• [YOUR GOAL] Reproduce every one of the rows below word for word.

— BEGIN DATA SUPPLIED —

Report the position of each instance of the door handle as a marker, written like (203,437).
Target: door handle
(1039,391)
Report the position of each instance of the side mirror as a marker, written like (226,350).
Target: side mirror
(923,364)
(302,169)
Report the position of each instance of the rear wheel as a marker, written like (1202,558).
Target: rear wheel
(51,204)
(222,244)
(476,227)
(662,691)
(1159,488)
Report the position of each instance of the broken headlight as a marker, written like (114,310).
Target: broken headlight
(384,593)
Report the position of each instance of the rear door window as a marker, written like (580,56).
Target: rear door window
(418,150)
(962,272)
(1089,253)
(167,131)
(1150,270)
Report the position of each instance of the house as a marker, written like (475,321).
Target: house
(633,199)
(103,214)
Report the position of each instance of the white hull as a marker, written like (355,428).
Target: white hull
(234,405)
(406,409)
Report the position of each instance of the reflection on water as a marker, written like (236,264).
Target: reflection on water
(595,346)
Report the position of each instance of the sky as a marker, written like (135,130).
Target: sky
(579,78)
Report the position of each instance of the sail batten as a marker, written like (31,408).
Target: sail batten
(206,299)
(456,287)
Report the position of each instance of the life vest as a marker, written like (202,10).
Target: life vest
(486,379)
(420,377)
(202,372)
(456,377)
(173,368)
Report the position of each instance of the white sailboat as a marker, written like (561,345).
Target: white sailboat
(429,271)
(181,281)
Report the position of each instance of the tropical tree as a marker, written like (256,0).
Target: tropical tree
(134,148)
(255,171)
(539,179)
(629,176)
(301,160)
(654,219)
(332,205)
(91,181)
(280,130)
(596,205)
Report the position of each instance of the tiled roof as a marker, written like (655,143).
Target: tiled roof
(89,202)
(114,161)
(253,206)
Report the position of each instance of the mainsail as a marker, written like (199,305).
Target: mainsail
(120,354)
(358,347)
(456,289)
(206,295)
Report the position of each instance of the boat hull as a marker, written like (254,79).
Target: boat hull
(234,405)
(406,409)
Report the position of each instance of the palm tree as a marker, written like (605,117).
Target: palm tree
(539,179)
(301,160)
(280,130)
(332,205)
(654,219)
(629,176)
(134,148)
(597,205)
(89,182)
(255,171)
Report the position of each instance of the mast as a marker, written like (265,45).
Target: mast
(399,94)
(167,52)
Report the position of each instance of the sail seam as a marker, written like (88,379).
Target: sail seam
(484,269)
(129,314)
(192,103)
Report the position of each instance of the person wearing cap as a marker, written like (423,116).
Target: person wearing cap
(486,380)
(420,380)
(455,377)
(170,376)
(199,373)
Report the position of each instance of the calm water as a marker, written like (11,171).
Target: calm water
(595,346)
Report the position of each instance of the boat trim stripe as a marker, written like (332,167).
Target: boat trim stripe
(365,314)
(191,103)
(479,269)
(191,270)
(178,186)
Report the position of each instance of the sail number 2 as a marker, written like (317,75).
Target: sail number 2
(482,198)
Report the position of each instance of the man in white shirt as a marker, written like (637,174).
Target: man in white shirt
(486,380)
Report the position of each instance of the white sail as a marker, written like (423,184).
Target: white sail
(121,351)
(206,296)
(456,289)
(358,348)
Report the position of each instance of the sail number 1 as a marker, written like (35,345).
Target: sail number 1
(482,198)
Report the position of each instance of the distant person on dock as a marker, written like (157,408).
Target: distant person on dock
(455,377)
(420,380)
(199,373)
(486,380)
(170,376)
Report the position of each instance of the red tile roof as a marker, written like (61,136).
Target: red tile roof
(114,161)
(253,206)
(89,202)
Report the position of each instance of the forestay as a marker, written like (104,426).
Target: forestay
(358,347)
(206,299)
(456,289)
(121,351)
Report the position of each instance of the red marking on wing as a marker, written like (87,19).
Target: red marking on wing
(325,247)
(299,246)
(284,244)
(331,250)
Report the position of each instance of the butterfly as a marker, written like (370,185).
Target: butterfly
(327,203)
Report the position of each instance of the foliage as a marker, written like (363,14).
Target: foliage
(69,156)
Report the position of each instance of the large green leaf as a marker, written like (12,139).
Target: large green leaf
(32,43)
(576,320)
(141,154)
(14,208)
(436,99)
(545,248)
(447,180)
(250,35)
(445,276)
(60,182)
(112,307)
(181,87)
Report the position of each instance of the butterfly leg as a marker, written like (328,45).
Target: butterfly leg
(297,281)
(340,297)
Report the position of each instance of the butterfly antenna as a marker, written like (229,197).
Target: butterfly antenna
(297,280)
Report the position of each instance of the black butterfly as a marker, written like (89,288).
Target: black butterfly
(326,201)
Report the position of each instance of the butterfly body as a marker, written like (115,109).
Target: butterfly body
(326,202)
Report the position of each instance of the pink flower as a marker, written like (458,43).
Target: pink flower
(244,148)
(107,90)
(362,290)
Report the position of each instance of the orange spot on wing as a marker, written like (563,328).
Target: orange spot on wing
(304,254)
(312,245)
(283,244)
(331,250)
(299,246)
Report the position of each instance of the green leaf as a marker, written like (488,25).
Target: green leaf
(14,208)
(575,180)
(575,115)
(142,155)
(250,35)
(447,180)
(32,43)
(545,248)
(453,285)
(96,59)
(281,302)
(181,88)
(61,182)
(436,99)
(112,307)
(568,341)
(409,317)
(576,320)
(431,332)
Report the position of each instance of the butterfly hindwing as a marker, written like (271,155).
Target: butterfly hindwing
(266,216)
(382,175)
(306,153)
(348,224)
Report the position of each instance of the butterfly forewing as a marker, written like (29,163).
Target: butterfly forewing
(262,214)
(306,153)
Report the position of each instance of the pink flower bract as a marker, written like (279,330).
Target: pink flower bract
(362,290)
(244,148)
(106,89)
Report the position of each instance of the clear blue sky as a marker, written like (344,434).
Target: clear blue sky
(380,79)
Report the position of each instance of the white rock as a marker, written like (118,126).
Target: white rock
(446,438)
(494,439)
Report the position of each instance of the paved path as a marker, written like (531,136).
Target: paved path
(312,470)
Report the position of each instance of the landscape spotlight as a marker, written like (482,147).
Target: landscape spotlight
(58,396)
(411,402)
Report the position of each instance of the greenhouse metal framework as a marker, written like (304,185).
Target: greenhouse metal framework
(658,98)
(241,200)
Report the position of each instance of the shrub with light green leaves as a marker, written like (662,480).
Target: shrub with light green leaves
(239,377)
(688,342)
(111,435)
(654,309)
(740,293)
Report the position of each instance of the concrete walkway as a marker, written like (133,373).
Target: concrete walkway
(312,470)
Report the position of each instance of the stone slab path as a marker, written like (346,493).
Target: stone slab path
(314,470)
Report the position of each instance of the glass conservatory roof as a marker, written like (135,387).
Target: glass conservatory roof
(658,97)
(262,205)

— END DATA SUPPLIED —

• [SOLUTION]
Report the position of each instance of the door handle as a marker, written like (203,437).
Target: door handle
(1039,391)
Report the position of each instance of the side mirror as a marker, written like (226,350).
Target: side mirror
(923,364)
(302,169)
Report the position of each instance of the rear wheel as a marker, written like (1202,558).
Target: rear wheel
(51,204)
(222,244)
(476,227)
(662,691)
(1159,488)
Report the position of each instance of the broken headlight as a marker, written like (114,310).
Target: broken headlight
(384,593)
Report the position of each instance of the rear door window as a marker, written like (580,56).
Target: rear door window
(418,150)
(962,272)
(1089,253)
(167,131)
(1150,270)
Report the position of each instance of the house as a marker, written like (475,321).
Target: house
(633,199)
(103,214)
Report the position of each instance of the white hull as a marker, written like (355,428).
Target: white hull
(234,405)
(406,409)
Report the position of each instance of the reflection on water as a marker, written like (236,264).
Target: reflection on water
(595,346)
Report the position of each instance of the sky as a marker, written like (135,130).
Target: sky
(579,78)
Report the position of each instance of the sail batten as a marker, written like (31,408).
Target: sail batten
(206,299)
(456,287)
Report the position of each instance of the life vest as a marker, written like (202,10).
Target: life vest
(486,379)
(420,377)
(202,372)
(456,377)
(173,368)
Report the position of each instance of the white sailboat as a marker, written like (561,345).
Target: white sailboat
(429,271)
(181,281)
Report the position of each instance of the tropical tree as a marker, written like (256,0).
Target: tropical tree
(134,148)
(255,171)
(539,179)
(629,176)
(301,160)
(654,219)
(332,205)
(91,181)
(280,130)
(596,205)
Report the position of each instance of the tiled roof as a marker, written like (655,143).
Target: tiled roof
(89,202)
(114,161)
(253,206)
Report the position of each instance of the mainsail as a marker, written like (199,305).
Target: mainsail
(120,354)
(358,347)
(456,289)
(206,295)
Report the position of each instance of the boat hull as a marker, written like (254,79).
Target: boat hull
(234,405)
(406,409)
Report the position of each instance of the palm tree as a marker, written like (605,117).
Target: palm tree
(539,179)
(301,160)
(280,130)
(332,205)
(654,219)
(629,176)
(134,148)
(597,205)
(89,182)
(255,171)
Report the position of each instance of the mast as a marker, written like (265,45).
Target: mast
(399,94)
(167,52)
Report the position of each instance of the sail seam as a marker, written like (88,379).
Target: sail seam
(484,269)
(129,314)
(192,103)
Report the position of each instance of the person wearing cap as a marker, written like (423,116).
Target: person wearing cap
(486,380)
(420,380)
(455,377)
(170,376)
(199,373)
Report the position of each instance of the calm water as a marker, written like (11,171).
Target: calm water
(595,346)
Report the position of each instance of the boat trim stripe as a marker, written like (332,167).
Target: boat trim stripe
(365,314)
(191,103)
(479,269)
(191,270)
(178,186)
Report the position of each instance of the sail number 2 as a marker, written like (317,75).
Target: sail number 2
(482,198)
Report the position of each instance of the man in white shirt as a marker, written like (637,174).
Target: man in white shirt
(486,380)
Report the position of each instance of the white sail as a marker, written like (423,184).
Target: white sail
(121,351)
(206,296)
(456,289)
(358,348)
Report the position of each instance of the sail number 1 as a marker, written like (35,345).
Target: sail number 1
(482,198)
Report the position of each instance of the distant person on dock as a marker, written like (157,408).
Target: distant person on dock
(455,377)
(420,380)
(199,373)
(486,380)
(170,376)
Report the position of each instance of the red tile roof as a marker, written like (61,136).
Target: red tile roof
(114,161)
(253,206)
(89,202)
Report the position of each instance of the forestay as a marker, written like (104,426).
Target: forestay
(358,347)
(206,299)
(456,289)
(121,351)
Report the position of each instance of the red marking on wing as a marker, written like (87,19).
Target: red marking on wing
(325,247)
(299,246)
(284,244)
(331,250)
Report the position of each instance of the butterfly as a marker, written like (370,185).
Target: butterfly
(327,203)
Report the position of each instance of the foliage as a marker, written like (363,14).
Target: foliage
(69,156)
Report the position of each instance of the large green leaf as a marker, written like (12,139).
Target: large green leaf
(32,43)
(576,320)
(141,154)
(14,208)
(436,99)
(545,248)
(447,180)
(250,35)
(445,276)
(60,182)
(112,307)
(181,87)
Report the position of each instance of the butterfly leg as a marker, written like (328,45).
Target: butterfly leg
(297,281)
(340,297)
Report the position of each instance of the butterfly antenna as a marker, written like (229,197).
Target: butterfly antenna
(297,280)
Report the position of each instance of the black butterfly as a marker, written like (89,288).
Target: black butterfly
(326,201)
Report the position of each instance of the butterfly body as a marker, written like (115,109).
Target: butterfly body
(326,202)
Report the position of each instance of the pink flower as a marker, written like (458,43).
Target: pink flower
(244,148)
(107,90)
(362,290)
Report the position of each instance of the orange spot on wing as a marker, written like (563,328).
Target: orange spot on wing
(304,254)
(312,245)
(283,244)
(331,250)
(299,246)
Report the position of each instance of the green leaf as a marker, written like (488,25).
Target: green leaf
(14,208)
(575,180)
(575,115)
(142,155)
(250,35)
(447,180)
(32,43)
(545,248)
(453,285)
(96,59)
(281,302)
(181,88)
(61,182)
(436,99)
(112,307)
(568,341)
(409,317)
(576,320)
(431,332)
Report the position of each instance of the butterfly hindwing as a marker, written like (271,155).
Target: butterfly hindwing
(266,216)
(382,175)
(306,153)
(348,224)
Report the position of each instance of the butterfly forewing as a marker, written like (29,163).
Target: butterfly forewing
(262,214)
(306,153)
Report the position of each instance of the pink flower bract as a marker, written like (279,330).
Target: pink flower bract
(362,290)
(244,148)
(106,89)
Report the position of each instance of the clear blue sky as a marker, written like (344,434).
Target: clear blue sky
(380,79)
Report the position of each instance of the white rock as a marker, written like (118,126).
Target: white rock
(446,438)
(494,439)
Report the position of each instance of the paved path as a marker, written like (531,136).
Target: paved path
(312,470)
Report the position of each instance of the landscape spotlight as a marker, written like (482,147).
Target: landscape spotlight
(58,396)
(411,402)
Report the position of each instance of the greenhouse metal framework as a marker, written like (304,185).
Target: greenhouse metal framework
(658,98)
(241,200)
Report the position of each instance of the shrub with light green leaves as a marker, written like (662,480).
Target: shrub with light green leaves
(239,377)
(688,342)
(111,435)
(654,309)
(740,293)
Report the position of each instance of the concrete walkway as a marker, written like (133,373).
Target: concrete walkway
(312,470)
Report the position of each instance of the stone slab path as a marker, written like (346,493).
Target: stone slab path
(314,470)
Report the position of each instance of the glass conservatory roof as a marker, written like (135,387).
Target: glass conservatory roof
(658,97)
(262,205)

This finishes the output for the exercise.